Nubian Message Staff
Self-care has recently become the public’s automatic response to any stressor; the endless results of articles that pop up when you google “self-care” shows this.
Had a bad day at work? Take a bath with a bath bomb. Overwhelmed with a project? Do a face mask! Is your calendar too full with brunch meetings and you can’t possibly make your hot yoga appointment this week? Go to yoga anyway! It’s what makes you happy and you deserve it!
This is a highly commercialized, watered-down form of self-care. Self-care is more than doing a one-day social media detox or going outside to watch clouds. It’s more than indulgence.
In the words of Audre Lorde, it’s a form of literal self-preservation and a radical political act.
Dealing with discrimination and the effects of systemic racism on a daily basis has been linked to higher stress levels and health disparities among minorities. According to the American Psychological Association, even the anticipation of a discriminatory act has been reported to cause stressors in black and Hispanic people.
This can significantly affect the health and quality of life for marginalized people living in America. Taking a moment to practice self-care can ultimately mean life or death for some of us.

> **What you are asked to do**: Please summarize the self-care piece above in two sentences.

> **Dataset**:
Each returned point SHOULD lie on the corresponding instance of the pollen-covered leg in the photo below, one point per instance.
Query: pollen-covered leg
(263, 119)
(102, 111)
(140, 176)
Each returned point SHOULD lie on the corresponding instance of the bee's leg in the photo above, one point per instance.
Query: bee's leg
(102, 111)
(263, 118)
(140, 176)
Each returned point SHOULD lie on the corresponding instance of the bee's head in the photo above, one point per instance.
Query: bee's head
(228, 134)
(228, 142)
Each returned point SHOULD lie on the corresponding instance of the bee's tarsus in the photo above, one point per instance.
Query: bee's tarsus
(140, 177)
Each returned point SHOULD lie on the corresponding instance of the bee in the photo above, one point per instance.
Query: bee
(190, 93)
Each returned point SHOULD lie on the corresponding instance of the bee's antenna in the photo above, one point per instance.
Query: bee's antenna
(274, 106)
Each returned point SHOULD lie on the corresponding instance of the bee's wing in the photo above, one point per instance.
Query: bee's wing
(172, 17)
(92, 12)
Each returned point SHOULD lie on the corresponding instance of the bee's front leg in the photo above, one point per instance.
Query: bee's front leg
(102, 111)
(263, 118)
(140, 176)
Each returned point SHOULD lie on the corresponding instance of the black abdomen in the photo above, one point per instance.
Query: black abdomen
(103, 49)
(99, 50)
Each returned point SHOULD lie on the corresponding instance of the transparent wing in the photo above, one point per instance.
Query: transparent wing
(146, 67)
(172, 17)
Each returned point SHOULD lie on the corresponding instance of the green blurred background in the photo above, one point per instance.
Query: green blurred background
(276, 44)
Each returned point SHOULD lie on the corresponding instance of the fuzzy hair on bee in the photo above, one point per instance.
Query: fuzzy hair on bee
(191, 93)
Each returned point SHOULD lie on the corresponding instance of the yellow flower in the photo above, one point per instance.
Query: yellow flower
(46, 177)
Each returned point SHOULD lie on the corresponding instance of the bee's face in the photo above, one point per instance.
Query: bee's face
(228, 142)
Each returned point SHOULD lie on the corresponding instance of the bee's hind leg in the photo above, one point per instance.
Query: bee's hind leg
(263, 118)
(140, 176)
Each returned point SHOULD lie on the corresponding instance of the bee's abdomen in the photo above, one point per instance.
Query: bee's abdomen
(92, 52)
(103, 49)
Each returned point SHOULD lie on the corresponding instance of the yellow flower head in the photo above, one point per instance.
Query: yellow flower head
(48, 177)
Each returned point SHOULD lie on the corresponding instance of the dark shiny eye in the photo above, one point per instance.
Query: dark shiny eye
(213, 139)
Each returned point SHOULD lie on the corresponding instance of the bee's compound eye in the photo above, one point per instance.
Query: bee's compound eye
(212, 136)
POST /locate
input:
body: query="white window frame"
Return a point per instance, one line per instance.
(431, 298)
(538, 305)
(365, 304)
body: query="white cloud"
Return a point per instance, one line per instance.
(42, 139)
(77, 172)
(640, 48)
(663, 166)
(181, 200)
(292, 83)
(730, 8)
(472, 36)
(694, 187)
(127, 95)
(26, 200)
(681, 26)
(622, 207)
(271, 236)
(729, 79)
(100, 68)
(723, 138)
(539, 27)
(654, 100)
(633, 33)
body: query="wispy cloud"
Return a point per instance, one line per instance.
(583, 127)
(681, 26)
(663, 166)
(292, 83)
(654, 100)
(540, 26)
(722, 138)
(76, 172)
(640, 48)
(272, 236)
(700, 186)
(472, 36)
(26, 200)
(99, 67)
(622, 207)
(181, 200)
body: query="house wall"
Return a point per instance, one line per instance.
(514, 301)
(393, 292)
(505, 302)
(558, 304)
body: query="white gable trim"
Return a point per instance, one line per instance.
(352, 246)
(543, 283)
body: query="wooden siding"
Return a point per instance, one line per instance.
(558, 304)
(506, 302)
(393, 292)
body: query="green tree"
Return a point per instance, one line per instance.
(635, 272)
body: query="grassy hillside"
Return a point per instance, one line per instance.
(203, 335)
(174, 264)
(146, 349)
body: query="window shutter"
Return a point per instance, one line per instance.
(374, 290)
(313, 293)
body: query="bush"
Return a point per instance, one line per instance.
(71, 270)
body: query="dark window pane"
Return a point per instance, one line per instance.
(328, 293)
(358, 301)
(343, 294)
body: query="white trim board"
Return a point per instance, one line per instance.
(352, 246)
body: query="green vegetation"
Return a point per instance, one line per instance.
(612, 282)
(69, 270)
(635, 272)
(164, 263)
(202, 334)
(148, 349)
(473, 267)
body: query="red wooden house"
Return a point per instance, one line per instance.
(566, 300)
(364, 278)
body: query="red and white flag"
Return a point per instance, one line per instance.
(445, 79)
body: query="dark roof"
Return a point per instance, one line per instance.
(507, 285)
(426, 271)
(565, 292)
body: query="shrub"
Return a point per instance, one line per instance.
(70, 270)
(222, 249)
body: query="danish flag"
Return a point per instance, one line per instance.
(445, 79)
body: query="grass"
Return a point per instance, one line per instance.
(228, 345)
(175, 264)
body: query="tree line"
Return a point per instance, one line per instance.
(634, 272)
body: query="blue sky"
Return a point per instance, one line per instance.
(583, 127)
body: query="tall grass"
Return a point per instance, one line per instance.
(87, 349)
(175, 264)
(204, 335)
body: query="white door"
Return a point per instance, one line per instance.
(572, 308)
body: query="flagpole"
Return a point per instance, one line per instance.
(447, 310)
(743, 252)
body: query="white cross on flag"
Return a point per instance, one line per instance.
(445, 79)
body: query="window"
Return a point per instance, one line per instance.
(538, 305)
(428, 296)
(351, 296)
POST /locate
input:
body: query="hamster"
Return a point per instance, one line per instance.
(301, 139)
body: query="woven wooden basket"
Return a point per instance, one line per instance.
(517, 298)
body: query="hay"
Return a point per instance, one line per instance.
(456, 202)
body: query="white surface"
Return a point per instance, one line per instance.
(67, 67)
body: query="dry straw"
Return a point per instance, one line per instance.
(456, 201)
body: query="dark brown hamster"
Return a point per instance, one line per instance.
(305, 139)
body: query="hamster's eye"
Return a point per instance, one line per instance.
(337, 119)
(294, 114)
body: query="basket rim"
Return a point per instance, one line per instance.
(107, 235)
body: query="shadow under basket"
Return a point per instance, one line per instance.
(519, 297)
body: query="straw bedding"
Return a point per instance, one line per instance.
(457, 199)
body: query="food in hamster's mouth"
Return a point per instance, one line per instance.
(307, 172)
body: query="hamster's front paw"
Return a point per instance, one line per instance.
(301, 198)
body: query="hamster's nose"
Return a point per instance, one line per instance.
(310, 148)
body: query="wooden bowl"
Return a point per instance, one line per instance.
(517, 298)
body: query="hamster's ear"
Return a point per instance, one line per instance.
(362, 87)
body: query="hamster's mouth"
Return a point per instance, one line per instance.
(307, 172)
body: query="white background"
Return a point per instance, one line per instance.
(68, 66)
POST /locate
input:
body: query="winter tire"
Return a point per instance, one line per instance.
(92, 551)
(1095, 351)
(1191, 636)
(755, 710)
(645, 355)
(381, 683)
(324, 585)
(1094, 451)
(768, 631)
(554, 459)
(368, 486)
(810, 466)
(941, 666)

> **Answer to this problem**: Popular self-care has become a commercialized, watered-down habit of indulgence like bath bombs and face masks, yet Audre Lorde called it literal self-preservation and a radical political act. Daily discrimination and systemic racism are linked to higher stress and health disparities among minorities, so self-care can mean life or death for some marginalized people in America.